### Records supplied ###
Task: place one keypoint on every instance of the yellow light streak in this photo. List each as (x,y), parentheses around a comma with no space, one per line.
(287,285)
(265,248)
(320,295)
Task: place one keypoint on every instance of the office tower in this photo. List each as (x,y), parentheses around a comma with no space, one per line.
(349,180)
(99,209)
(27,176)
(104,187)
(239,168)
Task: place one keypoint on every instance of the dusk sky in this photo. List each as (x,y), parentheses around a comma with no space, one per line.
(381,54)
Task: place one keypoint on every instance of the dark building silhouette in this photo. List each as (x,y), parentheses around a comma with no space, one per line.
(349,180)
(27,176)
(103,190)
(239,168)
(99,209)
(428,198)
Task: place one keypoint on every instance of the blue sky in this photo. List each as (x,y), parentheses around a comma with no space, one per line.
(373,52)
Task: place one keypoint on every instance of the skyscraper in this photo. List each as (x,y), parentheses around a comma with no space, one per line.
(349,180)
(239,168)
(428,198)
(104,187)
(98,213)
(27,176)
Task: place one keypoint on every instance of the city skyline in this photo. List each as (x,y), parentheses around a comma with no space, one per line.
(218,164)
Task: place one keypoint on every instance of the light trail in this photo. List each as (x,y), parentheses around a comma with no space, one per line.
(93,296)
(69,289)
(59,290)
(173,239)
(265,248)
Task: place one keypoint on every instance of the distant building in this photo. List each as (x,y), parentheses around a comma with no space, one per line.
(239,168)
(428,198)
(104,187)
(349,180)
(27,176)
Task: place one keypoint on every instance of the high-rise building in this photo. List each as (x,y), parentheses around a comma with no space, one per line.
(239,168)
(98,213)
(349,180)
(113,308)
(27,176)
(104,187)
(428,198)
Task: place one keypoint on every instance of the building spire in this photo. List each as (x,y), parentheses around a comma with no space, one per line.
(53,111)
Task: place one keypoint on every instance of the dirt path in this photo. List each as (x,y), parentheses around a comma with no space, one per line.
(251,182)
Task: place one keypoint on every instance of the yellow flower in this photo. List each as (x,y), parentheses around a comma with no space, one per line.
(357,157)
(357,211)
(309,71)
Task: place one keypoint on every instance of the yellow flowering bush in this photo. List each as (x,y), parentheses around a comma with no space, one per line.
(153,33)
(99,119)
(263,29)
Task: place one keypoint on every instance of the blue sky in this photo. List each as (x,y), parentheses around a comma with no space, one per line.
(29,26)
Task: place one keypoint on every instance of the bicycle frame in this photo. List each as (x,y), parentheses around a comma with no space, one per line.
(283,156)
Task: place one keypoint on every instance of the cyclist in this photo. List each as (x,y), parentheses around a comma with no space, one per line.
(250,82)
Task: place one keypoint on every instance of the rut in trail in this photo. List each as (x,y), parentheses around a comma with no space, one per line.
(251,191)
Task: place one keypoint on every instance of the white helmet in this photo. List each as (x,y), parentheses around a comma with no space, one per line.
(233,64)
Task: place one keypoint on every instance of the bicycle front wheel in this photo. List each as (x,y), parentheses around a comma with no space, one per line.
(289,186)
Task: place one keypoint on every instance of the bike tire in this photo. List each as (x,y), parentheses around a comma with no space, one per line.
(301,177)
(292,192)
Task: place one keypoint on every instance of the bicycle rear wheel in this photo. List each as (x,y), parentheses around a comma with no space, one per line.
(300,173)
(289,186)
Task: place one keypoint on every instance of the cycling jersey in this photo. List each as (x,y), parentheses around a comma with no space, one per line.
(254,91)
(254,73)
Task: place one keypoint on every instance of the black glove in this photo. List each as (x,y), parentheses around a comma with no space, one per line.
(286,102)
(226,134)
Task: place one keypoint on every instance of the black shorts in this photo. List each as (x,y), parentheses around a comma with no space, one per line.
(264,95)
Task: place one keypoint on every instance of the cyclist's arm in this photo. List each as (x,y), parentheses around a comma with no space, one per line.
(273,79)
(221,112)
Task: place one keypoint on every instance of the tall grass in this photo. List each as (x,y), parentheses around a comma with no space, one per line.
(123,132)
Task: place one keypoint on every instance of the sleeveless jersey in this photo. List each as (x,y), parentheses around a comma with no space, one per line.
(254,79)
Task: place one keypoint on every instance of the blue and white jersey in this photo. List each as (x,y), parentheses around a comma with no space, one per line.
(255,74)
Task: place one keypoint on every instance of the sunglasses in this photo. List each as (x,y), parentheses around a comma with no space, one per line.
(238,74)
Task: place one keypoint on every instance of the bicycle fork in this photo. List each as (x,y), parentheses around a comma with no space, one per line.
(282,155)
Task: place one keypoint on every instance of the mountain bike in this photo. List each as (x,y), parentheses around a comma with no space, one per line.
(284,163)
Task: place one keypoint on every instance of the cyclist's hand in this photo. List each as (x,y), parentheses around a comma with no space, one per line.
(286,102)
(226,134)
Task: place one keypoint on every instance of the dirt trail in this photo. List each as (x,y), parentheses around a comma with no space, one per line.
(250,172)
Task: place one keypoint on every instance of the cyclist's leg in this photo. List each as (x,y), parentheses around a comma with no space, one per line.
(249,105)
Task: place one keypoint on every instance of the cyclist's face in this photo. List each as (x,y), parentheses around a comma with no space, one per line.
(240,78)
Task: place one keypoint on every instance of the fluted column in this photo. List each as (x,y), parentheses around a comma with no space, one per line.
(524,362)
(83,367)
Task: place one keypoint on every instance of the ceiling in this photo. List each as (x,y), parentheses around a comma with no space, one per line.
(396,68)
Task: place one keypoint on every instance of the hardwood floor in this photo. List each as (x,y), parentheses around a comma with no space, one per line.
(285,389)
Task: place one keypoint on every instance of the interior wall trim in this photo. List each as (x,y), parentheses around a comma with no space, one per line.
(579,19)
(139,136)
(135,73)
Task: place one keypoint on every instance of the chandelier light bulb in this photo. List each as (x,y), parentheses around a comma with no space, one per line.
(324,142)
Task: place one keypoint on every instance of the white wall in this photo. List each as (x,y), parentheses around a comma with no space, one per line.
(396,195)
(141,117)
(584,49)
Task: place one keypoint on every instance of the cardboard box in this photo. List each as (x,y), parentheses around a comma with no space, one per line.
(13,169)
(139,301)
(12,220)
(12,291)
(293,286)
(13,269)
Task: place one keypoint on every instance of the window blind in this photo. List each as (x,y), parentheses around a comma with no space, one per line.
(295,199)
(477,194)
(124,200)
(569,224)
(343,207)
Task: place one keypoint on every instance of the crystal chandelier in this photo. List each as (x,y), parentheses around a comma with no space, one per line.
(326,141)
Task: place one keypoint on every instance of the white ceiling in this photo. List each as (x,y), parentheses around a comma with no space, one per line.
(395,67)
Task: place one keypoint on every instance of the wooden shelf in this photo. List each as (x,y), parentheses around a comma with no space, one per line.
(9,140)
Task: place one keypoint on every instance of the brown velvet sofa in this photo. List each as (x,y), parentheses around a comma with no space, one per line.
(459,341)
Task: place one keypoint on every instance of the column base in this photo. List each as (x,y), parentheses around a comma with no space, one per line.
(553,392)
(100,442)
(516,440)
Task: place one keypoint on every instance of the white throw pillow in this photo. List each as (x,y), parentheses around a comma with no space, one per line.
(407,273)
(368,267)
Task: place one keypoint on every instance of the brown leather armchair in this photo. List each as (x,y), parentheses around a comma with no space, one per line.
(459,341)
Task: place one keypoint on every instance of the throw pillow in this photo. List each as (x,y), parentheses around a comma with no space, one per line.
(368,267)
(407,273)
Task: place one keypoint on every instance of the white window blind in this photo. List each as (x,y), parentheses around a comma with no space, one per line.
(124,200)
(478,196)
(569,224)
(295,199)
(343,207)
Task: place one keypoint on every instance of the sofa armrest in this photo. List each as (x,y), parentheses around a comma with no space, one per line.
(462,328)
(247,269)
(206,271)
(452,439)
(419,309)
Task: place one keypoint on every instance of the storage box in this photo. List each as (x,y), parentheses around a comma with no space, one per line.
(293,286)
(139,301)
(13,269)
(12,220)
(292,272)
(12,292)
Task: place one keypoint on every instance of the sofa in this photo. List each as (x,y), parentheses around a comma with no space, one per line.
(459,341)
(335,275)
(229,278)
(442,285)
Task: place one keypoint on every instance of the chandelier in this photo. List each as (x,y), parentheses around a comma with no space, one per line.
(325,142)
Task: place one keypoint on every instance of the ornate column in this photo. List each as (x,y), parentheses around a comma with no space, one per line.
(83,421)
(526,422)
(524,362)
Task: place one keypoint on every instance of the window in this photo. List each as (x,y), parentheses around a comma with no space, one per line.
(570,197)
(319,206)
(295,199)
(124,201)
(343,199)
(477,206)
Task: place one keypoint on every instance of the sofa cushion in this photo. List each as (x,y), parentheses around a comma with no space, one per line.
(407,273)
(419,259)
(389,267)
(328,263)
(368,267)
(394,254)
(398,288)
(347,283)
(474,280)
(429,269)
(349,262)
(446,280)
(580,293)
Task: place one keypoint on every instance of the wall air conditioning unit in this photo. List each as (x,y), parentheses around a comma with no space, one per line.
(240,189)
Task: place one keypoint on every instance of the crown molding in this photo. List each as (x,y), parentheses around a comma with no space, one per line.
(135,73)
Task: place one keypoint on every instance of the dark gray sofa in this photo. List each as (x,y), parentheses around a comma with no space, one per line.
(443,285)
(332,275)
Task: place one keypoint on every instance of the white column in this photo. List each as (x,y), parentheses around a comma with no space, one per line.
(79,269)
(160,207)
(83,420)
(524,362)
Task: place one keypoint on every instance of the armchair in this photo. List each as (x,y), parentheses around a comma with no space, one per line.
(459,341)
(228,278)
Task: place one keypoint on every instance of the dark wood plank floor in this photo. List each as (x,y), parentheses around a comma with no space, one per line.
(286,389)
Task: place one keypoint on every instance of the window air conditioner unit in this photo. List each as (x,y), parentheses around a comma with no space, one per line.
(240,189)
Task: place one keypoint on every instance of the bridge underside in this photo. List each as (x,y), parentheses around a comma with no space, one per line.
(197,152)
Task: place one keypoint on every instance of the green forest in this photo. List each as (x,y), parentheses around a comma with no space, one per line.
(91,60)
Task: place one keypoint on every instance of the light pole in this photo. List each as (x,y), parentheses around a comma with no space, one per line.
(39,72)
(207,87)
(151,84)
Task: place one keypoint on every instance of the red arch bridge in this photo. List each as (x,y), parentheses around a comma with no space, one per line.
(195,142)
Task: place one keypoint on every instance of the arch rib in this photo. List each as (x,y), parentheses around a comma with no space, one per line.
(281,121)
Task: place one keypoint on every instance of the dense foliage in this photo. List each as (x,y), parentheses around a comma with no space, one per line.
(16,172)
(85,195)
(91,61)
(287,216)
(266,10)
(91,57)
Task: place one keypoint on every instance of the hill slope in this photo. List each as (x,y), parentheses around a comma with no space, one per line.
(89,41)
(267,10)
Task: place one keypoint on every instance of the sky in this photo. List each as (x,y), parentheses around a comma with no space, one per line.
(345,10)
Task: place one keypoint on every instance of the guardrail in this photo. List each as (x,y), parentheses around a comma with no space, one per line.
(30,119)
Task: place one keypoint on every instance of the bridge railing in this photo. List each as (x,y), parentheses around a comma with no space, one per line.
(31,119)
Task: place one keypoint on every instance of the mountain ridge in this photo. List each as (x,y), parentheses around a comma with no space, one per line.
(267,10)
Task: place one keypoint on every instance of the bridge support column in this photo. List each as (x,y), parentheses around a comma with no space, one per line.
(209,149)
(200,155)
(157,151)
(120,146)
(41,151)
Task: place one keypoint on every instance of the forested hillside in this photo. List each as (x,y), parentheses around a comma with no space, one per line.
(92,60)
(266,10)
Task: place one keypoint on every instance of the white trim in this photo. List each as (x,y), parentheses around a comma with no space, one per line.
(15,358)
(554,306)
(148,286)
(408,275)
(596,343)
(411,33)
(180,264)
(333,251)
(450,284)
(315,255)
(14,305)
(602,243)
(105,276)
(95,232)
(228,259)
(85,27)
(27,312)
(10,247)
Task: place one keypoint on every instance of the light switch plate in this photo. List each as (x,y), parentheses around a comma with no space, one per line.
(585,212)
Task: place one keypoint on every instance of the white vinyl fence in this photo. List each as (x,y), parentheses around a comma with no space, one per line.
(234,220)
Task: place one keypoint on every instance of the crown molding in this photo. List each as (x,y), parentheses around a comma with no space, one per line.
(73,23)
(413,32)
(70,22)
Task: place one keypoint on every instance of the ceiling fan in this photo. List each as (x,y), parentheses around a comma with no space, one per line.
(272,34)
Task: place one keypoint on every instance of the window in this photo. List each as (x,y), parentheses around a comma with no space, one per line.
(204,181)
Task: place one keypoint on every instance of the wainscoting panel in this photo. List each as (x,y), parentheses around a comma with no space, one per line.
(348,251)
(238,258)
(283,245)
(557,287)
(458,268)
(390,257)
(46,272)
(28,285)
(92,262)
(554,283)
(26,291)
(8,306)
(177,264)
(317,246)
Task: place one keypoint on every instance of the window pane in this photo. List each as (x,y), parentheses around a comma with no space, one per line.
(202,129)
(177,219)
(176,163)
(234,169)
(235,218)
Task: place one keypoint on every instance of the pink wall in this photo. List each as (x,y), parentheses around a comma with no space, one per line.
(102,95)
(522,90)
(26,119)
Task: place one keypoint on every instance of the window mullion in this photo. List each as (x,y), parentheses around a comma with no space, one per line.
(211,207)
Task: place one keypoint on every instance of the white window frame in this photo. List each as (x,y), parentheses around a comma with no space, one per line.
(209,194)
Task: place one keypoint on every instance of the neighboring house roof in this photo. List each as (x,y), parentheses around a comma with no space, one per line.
###
## Challenge
Transcribe word for word the lines from the one holding "Task: place one keypoint on every instance of the window pane" to the last line of the listing above, inclusive.

## Answer for this exercise
Task: place one keypoint on every instance of the window pane in this photo. List each as (x,y), parentheses around a comma with no space, one per line.
(202,129)
(177,219)
(176,163)
(234,169)
(235,218)
Task: place one keypoint on every instance of the pink wall in this photo. List each as (x,y), parentheses around a comma with no space, one per line.
(102,95)
(522,90)
(26,119)
Task: place one keypoint on every instance of the window mullion in this photo. List each as (x,y), parentheses around a comma with no space, one per line.
(211,207)
Task: place one keypoint on every instance of the white window frame in this photo. List each as (x,y), parentheses around a comma with no space, one per line.
(209,194)
Task: place one keypoint on every instance of the neighboring house roof in this photo. List each as (x,y), parentheses around a comma with no space, one per line.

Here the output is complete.